[Begin The input]
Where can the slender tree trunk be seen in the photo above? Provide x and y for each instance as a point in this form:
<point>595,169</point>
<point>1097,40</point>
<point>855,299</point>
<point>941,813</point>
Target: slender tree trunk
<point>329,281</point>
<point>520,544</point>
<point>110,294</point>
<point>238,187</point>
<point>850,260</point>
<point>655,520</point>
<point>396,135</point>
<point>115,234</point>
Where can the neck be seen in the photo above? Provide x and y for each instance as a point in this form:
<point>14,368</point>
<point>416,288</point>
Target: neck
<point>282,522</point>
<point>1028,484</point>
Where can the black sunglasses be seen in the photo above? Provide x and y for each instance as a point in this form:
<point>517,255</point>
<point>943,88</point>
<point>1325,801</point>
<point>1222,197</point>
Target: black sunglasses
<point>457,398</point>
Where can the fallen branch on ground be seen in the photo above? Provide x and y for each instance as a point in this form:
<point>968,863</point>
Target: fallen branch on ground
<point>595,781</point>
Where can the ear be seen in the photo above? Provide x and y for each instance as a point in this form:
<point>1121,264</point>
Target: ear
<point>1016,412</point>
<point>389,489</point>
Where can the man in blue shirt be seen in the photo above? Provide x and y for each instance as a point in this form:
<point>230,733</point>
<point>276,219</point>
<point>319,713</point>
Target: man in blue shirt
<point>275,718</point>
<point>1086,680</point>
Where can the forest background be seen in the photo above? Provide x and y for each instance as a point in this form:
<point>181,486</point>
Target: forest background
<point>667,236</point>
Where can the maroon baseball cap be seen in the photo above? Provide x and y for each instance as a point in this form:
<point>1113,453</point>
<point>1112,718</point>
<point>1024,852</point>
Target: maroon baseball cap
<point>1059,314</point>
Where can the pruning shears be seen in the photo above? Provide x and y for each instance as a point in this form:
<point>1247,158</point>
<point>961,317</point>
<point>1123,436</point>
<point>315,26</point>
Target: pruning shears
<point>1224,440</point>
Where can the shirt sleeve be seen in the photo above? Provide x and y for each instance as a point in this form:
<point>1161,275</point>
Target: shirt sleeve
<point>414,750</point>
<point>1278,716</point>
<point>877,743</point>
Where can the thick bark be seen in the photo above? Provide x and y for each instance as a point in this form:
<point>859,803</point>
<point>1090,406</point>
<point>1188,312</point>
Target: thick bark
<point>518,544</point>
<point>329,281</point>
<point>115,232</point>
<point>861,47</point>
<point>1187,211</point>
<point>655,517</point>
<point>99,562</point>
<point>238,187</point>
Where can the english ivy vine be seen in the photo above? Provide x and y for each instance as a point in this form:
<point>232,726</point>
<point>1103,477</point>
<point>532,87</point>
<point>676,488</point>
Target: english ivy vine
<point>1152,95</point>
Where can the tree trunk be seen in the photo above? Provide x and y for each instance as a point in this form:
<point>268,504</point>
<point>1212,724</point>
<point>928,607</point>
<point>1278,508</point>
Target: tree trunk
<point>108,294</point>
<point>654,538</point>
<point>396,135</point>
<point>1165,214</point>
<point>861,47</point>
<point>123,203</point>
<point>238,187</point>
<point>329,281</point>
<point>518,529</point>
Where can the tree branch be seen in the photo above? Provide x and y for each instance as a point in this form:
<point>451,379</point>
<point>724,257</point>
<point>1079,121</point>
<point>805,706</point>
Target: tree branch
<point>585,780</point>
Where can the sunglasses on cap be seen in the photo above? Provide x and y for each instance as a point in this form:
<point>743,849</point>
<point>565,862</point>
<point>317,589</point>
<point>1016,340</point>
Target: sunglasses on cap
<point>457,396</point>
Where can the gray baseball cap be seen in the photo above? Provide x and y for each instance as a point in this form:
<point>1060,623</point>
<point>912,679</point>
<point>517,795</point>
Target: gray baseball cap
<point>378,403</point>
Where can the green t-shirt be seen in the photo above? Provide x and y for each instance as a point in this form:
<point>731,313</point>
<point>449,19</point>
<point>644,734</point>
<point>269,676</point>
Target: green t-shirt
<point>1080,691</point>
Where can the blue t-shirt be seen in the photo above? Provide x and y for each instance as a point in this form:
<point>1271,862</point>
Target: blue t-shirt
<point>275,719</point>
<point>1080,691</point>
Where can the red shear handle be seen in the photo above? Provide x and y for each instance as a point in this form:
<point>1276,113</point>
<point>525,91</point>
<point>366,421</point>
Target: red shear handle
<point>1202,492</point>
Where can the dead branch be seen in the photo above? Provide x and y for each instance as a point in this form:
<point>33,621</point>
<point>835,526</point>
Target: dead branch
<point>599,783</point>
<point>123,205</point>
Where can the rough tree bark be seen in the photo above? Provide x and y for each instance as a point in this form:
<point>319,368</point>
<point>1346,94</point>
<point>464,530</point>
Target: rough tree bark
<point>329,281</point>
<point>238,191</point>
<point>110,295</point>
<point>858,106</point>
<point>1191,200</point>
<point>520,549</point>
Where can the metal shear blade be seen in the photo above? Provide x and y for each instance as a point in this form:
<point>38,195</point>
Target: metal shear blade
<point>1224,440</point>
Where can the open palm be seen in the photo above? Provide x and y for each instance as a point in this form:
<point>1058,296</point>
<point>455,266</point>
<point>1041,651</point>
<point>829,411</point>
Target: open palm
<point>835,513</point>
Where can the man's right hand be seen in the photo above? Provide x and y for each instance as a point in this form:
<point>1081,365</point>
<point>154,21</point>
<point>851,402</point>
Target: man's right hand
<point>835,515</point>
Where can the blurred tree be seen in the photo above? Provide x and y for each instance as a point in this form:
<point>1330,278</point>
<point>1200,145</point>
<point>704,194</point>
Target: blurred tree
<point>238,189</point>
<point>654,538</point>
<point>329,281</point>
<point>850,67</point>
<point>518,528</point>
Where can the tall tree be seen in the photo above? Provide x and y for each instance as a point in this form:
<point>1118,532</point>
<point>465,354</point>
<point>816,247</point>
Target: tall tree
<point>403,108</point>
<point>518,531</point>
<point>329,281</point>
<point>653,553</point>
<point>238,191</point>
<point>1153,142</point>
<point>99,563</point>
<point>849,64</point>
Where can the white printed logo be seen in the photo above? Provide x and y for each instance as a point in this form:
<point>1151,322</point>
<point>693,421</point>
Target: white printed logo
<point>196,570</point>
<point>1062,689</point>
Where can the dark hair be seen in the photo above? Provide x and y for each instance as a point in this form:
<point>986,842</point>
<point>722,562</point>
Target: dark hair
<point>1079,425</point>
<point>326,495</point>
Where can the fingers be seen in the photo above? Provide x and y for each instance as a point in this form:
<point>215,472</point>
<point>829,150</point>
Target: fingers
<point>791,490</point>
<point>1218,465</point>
[End The input]
*Request:* Can you rewrite every line of the listing above as a numbered list, dropping any blank lines?

*Result for this exercise:*
1. Where can the slender tree trunk be seen in the photo above? Provide x and y for each instance as a point in this form:
2. <point>595,169</point>
3. <point>1097,40</point>
4. <point>855,299</point>
5. <point>941,813</point>
6. Target: slender tree trunk
7. <point>329,281</point>
8. <point>520,544</point>
9. <point>110,294</point>
10. <point>238,187</point>
11. <point>850,260</point>
12. <point>655,520</point>
13. <point>396,135</point>
14. <point>115,234</point>
15. Where can the neck be seen in the photo above? Provide x and y for each instance as a point in this form:
16. <point>14,368</point>
17. <point>416,288</point>
18. Target: neck
19. <point>282,522</point>
20. <point>1028,484</point>
21. Where can the black sunglasses be seen in the photo above? Provide x and y for each instance as a point in this form:
22. <point>517,255</point>
23. <point>943,88</point>
24. <point>1325,801</point>
25. <point>1222,197</point>
26. Target: black sunglasses
27. <point>457,398</point>
28. Where can the fallen branch on ground be seen in the photo above? Provide x and y for each instance as a point in this form:
29. <point>968,863</point>
30. Target: fallen branch on ground
31. <point>595,781</point>
32. Where can the ear be seen in the photo above? Provide x and y for each instance as a point in this form:
33. <point>1121,264</point>
34. Target: ear
35. <point>1016,412</point>
36. <point>389,489</point>
37. Where can the man in blue shirt be seen in the photo above? Provide x and y for each instance as a point in this form:
38. <point>230,733</point>
39. <point>276,219</point>
40. <point>319,713</point>
41. Target: man in blue shirt
42. <point>275,718</point>
43. <point>1086,680</point>
44. Where can the forest background be seen in the photo above? Provide x and y for each instance as a point in this form:
45. <point>181,486</point>
46. Target: forest background
47. <point>667,236</point>
48. Where can the maroon baseball cap be seen in the photo above? Provide x and y for each instance as a point in this form:
49. <point>1113,453</point>
50. <point>1112,718</point>
51. <point>1024,852</point>
52. Target: maroon baseball cap
53. <point>1059,314</point>
54. Where can the pruning shears be seen in the photo above? Provide x and y for each instance as a point in this form:
55. <point>1247,158</point>
56. <point>961,317</point>
57. <point>1123,436</point>
58. <point>315,26</point>
59. Target: pruning shears
60. <point>1224,440</point>
61. Where can the shirt sleeve be seen in the photo above? Provide x and y for each instance as a point in this form:
62. <point>1161,275</point>
63. Target: shirt sleeve
64. <point>414,750</point>
65. <point>1278,716</point>
66. <point>877,743</point>
67. Where can the thick bark be seen in the photo above? Provide x and y for each instance as a point in this form:
68. <point>859,803</point>
69. <point>1090,406</point>
70. <point>1188,312</point>
71. Target: thick bark
72. <point>518,544</point>
73. <point>329,281</point>
74. <point>115,232</point>
75. <point>861,47</point>
76. <point>1187,211</point>
77. <point>655,517</point>
78. <point>99,562</point>
79. <point>238,187</point>
80. Where can the english ivy vine be seen in the photo above? Provide x and y for each instance as a point in this form:
81. <point>232,726</point>
82. <point>1103,477</point>
83. <point>532,87</point>
84. <point>676,488</point>
85. Target: english ivy vine
86. <point>1152,95</point>
87. Where can the tree trunk be seen in the photo above? Provide x and y for each instance as a point in this form:
88. <point>268,504</point>
89. <point>1212,724</point>
90. <point>928,607</point>
91. <point>1278,508</point>
92. Target: tree trunk
93. <point>108,294</point>
94. <point>654,538</point>
95. <point>396,135</point>
96. <point>1165,214</point>
97. <point>861,47</point>
98. <point>123,203</point>
99. <point>238,187</point>
100. <point>329,281</point>
101. <point>518,529</point>
102. Where can the tree branch be seen in the photo above? Provide x and y for each instance as a point in this form:
103. <point>451,379</point>
104. <point>724,257</point>
105. <point>1079,121</point>
106. <point>805,706</point>
107. Target: tree branch
108. <point>585,780</point>
109. Where can the sunglasses on cap be seen in the photo above? Provide x and y for each instance as a point in this form:
110. <point>743,849</point>
111. <point>565,862</point>
112. <point>317,589</point>
113. <point>1016,340</point>
114. Target: sunglasses on cap
115. <point>457,396</point>
116. Where can the gray baseball cap be seen in the photo above? Provide x and y for each instance as a point in this form:
117. <point>1060,623</point>
118. <point>912,679</point>
119. <point>517,795</point>
120. Target: gray baseball cap
121. <point>378,403</point>
122. Where can the green t-shirt be seen in the photo above? Provide x and y for each instance as a point in this form:
123. <point>731,313</point>
124. <point>449,19</point>
125. <point>644,734</point>
126. <point>269,676</point>
127. Target: green t-shirt
128. <point>1080,691</point>
129. Where can the blue t-shirt be seen in the photo above? Provide x and y for each instance as a point in this form:
130. <point>1271,862</point>
131. Target: blue t-shirt
132. <point>275,719</point>
133. <point>1080,691</point>
134. Where can the red shear handle be seen in the photo above? Provide x and y for each instance as a point in this form:
135. <point>1276,113</point>
136. <point>525,91</point>
137. <point>366,421</point>
138. Target: red shear handle
139. <point>1202,492</point>
140. Where can the dead branch be seen in the photo above? Provide x and y for each instance as a point in this form:
141. <point>33,621</point>
142. <point>835,526</point>
143. Target: dead branch
144. <point>599,783</point>
145. <point>123,205</point>
146. Where can the rough tree bark be seen in the photo above? Provide x and y for each instance as a point in this form:
147. <point>319,368</point>
148. <point>1346,94</point>
149. <point>464,530</point>
150. Target: rough tree bark
151. <point>329,281</point>
152. <point>238,191</point>
153. <point>110,295</point>
154. <point>858,106</point>
155. <point>1191,200</point>
156. <point>520,549</point>
157. Where can the metal shear blade be seen in the photo above? Provide x and y for each instance as a point in this form:
158. <point>38,195</point>
159. Target: metal shear blade
160. <point>1224,440</point>
161. Where can the open palm be seen in the photo above? Provide x and y for each instance as a point in this form:
162. <point>1058,296</point>
163. <point>455,266</point>
164. <point>1041,651</point>
165. <point>829,411</point>
166. Target: open palm
167. <point>835,513</point>
168. Where can the man's right hand be seen in the photo above? Provide x and y for each instance as a point in this form:
169. <point>1081,365</point>
170. <point>154,21</point>
171. <point>851,402</point>
172. Target: man's right hand
173. <point>835,515</point>
174. Where can the blurred tree be seen in the photo above? Provide x and y for each instance as a point in this form:
175. <point>1330,278</point>
176. <point>1200,145</point>
177. <point>704,194</point>
178. Target: blurred tree
179. <point>238,189</point>
180. <point>654,538</point>
181. <point>329,281</point>
182. <point>850,67</point>
183. <point>518,528</point>
184. Where can the tall tree be seen in the photo above? Provide x and y for each instance as a point in this form:
185. <point>1118,532</point>
186. <point>465,354</point>
187. <point>816,247</point>
188. Target: tall tree
189. <point>403,108</point>
190. <point>518,531</point>
191. <point>329,281</point>
192. <point>653,553</point>
193. <point>238,191</point>
194. <point>1153,142</point>
195. <point>99,563</point>
196. <point>849,64</point>
197. Where can the white printed logo be seen in the photo above? Provide x and y for each instance as a point in this form:
198. <point>1151,322</point>
199. <point>693,421</point>
200. Target: white printed logo
201. <point>196,570</point>
202. <point>1062,689</point>
203. Where can the dark hair be seen in the photo above? Provide x and y for each instance as a point in this form:
204. <point>986,842</point>
205. <point>722,562</point>
206. Target: dark hair
207. <point>1079,425</point>
208. <point>326,495</point>
209. Where can the fingers be seen in the photo above? Provide x and y for each instance as a point in this form:
210. <point>215,472</point>
211. <point>829,150</point>
212. Target: fingers
213. <point>791,490</point>
214. <point>1218,465</point>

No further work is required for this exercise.